## Task to complete
In the transcript excerpt on disclosure changes, what is replacing the quarterly baseline disclosure?

## Text segment
<<<<
Yanela, just would you mind reiterating what you said you're going to change the quarterly disclosure. Did you say you were going to eliminate the quarterly bridge that you typically provide on the next quarter out. And I think I heard you say you were going to start preannouncing alternatives and any other changes you're planning on making?
Yes, Tom. So we are eliminating the quarterly baseline disclosure, and we're replacing that with intermediate-term financial targets, starting with '25 and preannouncing variable investment income. Those are the 2 -- 2 key changes we're making. We are still going to speak to unique items in the quarter really to help you understand what's happening, but that's the extent of the changes.
Next question is a follow-up from Suneet Kamath from Jefferies.
>>>>
## Referring expression data
<<<<
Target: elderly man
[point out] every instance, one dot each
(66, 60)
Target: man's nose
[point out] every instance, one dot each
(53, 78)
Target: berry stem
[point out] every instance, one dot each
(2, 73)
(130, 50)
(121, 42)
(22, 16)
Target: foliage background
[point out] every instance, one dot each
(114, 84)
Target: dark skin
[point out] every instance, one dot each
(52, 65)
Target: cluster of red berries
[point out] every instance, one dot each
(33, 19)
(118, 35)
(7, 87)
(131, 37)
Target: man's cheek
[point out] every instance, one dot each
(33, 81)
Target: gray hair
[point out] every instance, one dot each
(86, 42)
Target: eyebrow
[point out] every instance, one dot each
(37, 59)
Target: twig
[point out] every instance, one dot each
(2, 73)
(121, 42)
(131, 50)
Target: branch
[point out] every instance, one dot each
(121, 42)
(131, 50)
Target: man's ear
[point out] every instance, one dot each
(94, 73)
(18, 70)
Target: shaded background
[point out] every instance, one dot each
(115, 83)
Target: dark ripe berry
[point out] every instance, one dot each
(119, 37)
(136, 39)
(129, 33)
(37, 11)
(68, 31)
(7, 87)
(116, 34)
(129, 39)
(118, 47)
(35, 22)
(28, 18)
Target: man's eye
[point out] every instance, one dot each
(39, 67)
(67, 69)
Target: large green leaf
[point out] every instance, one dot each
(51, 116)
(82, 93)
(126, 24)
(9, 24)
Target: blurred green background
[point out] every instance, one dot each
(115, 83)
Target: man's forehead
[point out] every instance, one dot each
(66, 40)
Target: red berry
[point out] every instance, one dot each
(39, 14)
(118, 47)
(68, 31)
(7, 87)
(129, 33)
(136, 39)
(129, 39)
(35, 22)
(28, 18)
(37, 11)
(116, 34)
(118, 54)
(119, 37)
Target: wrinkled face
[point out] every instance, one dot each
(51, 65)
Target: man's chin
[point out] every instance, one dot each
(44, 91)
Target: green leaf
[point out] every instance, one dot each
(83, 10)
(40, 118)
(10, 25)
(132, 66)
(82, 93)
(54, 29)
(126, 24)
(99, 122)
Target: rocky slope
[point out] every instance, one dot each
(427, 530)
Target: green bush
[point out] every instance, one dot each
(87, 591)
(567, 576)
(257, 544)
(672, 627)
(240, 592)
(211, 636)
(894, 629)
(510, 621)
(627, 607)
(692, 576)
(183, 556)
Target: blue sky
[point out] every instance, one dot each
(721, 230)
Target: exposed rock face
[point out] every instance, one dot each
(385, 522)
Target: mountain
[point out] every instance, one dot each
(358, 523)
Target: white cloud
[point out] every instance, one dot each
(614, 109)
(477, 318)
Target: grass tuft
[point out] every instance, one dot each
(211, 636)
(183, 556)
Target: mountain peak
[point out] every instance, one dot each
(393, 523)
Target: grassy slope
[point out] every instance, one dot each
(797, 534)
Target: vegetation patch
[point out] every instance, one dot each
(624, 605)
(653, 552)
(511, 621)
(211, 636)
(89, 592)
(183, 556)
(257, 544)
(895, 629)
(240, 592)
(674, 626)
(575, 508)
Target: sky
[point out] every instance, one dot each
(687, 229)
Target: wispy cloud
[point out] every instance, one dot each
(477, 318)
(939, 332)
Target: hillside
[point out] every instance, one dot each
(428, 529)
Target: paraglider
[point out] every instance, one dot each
>>>>
## Answer
Intermediate-term financial targets, starting with '25.